Supplied records
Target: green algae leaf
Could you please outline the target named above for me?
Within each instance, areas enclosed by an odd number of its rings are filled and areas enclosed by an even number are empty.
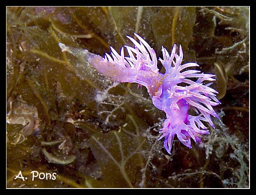
[[[127,42],[127,35],[133,37],[136,33],[146,39],[151,31],[150,21],[154,13],[150,7],[109,7],[108,14],[114,29],[116,50],[130,43]]]
[[[121,130],[130,136],[143,136],[149,127],[145,121],[135,115],[128,114],[126,120],[127,122],[121,127]]]
[[[223,65],[220,61],[214,63],[216,74],[218,88],[217,90],[219,92],[217,97],[220,100],[226,94],[228,82],[228,77]]]
[[[87,187],[138,187],[142,178],[140,170],[144,165],[142,154],[146,147],[146,138],[131,138],[123,133],[111,131],[92,136],[90,143],[104,178],[86,180]]]
[[[196,20],[194,7],[163,7],[155,15],[152,29],[158,50],[163,46],[170,50],[174,44],[181,44],[185,61],[194,61],[195,52],[188,50]]]

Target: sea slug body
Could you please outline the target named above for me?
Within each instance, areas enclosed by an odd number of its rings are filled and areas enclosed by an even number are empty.
[[[89,63],[115,82],[136,83],[147,88],[154,105],[166,114],[159,140],[165,138],[164,146],[169,154],[175,135],[190,148],[191,138],[195,142],[201,142],[200,137],[209,133],[202,122],[208,122],[214,128],[211,115],[218,118],[212,108],[220,103],[216,97],[218,92],[209,87],[212,83],[203,83],[215,80],[215,75],[188,69],[199,65],[195,63],[182,65],[182,46],[179,46],[178,55],[176,44],[170,54],[162,47],[163,59],[159,60],[165,72],[160,73],[154,49],[140,36],[134,35],[139,42],[127,36],[134,44],[134,47],[125,46],[129,57],[125,57],[123,47],[120,55],[110,47],[111,56],[106,53],[105,58],[87,52]],[[196,115],[189,114],[189,109],[194,110]]]

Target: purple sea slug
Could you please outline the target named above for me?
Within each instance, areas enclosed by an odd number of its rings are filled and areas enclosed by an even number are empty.
[[[166,114],[159,140],[165,138],[164,146],[169,154],[175,135],[189,148],[191,138],[195,142],[201,143],[202,135],[209,133],[202,121],[214,128],[210,115],[219,118],[212,107],[220,103],[216,98],[218,92],[209,87],[211,83],[203,84],[204,81],[215,80],[215,75],[187,69],[199,66],[195,63],[181,65],[182,49],[180,45],[178,55],[176,44],[170,54],[162,46],[163,59],[159,60],[165,72],[161,73],[157,68],[154,49],[139,35],[134,35],[139,42],[127,36],[135,46],[125,46],[129,57],[125,56],[123,47],[119,55],[111,47],[112,56],[106,53],[104,58],[87,52],[89,63],[99,73],[116,82],[137,83],[147,88],[154,105]],[[190,109],[197,115],[189,114]]]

Requirement
Could you copy out every line above word for word, leaving the pictures out?

Exercise answer
Target: green algae leaf
Could you please outline the target named above for me?
Within each instance, areas enclosed by an odd number of its rings are filled and areas enclosed by an even number are empty.
[[[127,42],[127,35],[133,37],[136,33],[146,39],[151,31],[150,21],[154,13],[150,7],[109,7],[108,14],[114,29],[116,50],[130,43]]]
[[[121,130],[130,136],[143,136],[149,127],[145,121],[135,115],[128,114],[126,120],[127,122],[121,127]]]
[[[223,65],[220,61],[214,63],[216,74],[218,88],[217,90],[219,92],[217,97],[220,100],[226,94],[228,82],[228,77]]]
[[[87,187],[138,187],[142,178],[140,170],[144,165],[142,154],[146,147],[146,138],[131,138],[123,133],[111,131],[92,136],[90,143],[104,178],[86,180]]]
[[[196,20],[194,7],[163,7],[155,15],[152,29],[158,50],[163,46],[170,50],[174,44],[181,44],[185,61],[194,61],[195,52],[188,50]]]

Target: sea slug body
Could you please outline the target named above for me?
Within each instance, areas enclosed by an odd number of its rings are filled and areas enclosed by an even number are empty.
[[[89,63],[115,82],[136,83],[147,88],[154,105],[166,114],[159,140],[165,138],[164,146],[169,154],[175,135],[190,148],[191,138],[195,142],[201,142],[200,137],[209,133],[202,122],[208,122],[214,128],[211,115],[218,118],[212,108],[220,103],[216,97],[218,92],[209,87],[212,83],[203,83],[215,80],[215,75],[188,69],[199,65],[195,63],[182,65],[182,46],[179,46],[178,55],[176,44],[170,54],[162,47],[163,59],[159,60],[165,72],[160,73],[154,49],[140,36],[134,35],[139,42],[127,36],[134,44],[134,47],[125,46],[129,57],[125,57],[123,47],[120,55],[110,47],[111,56],[106,53],[105,58],[87,52]],[[196,115],[189,114],[189,109],[194,110]]]

Target: purple sea slug
Could you please outline the target named above for me?
Within each instance, areas enclosed by an odd number of its rings are filled and areas enclosed by an even number are empty.
[[[166,114],[159,140],[165,138],[164,146],[169,154],[175,135],[189,148],[191,138],[195,142],[201,143],[202,135],[209,133],[202,121],[214,128],[210,115],[219,118],[212,107],[220,103],[216,98],[218,92],[209,87],[211,83],[203,84],[204,81],[215,80],[215,75],[187,69],[199,66],[195,63],[181,65],[182,49],[180,45],[178,55],[176,44],[170,54],[162,46],[163,59],[159,60],[165,72],[161,73],[157,68],[154,49],[139,35],[134,35],[139,42],[127,36],[135,46],[125,46],[129,57],[125,56],[123,47],[119,55],[111,47],[112,56],[106,53],[104,58],[87,52],[89,63],[99,73],[116,82],[137,83],[147,88],[154,105]],[[190,109],[197,115],[189,114]]]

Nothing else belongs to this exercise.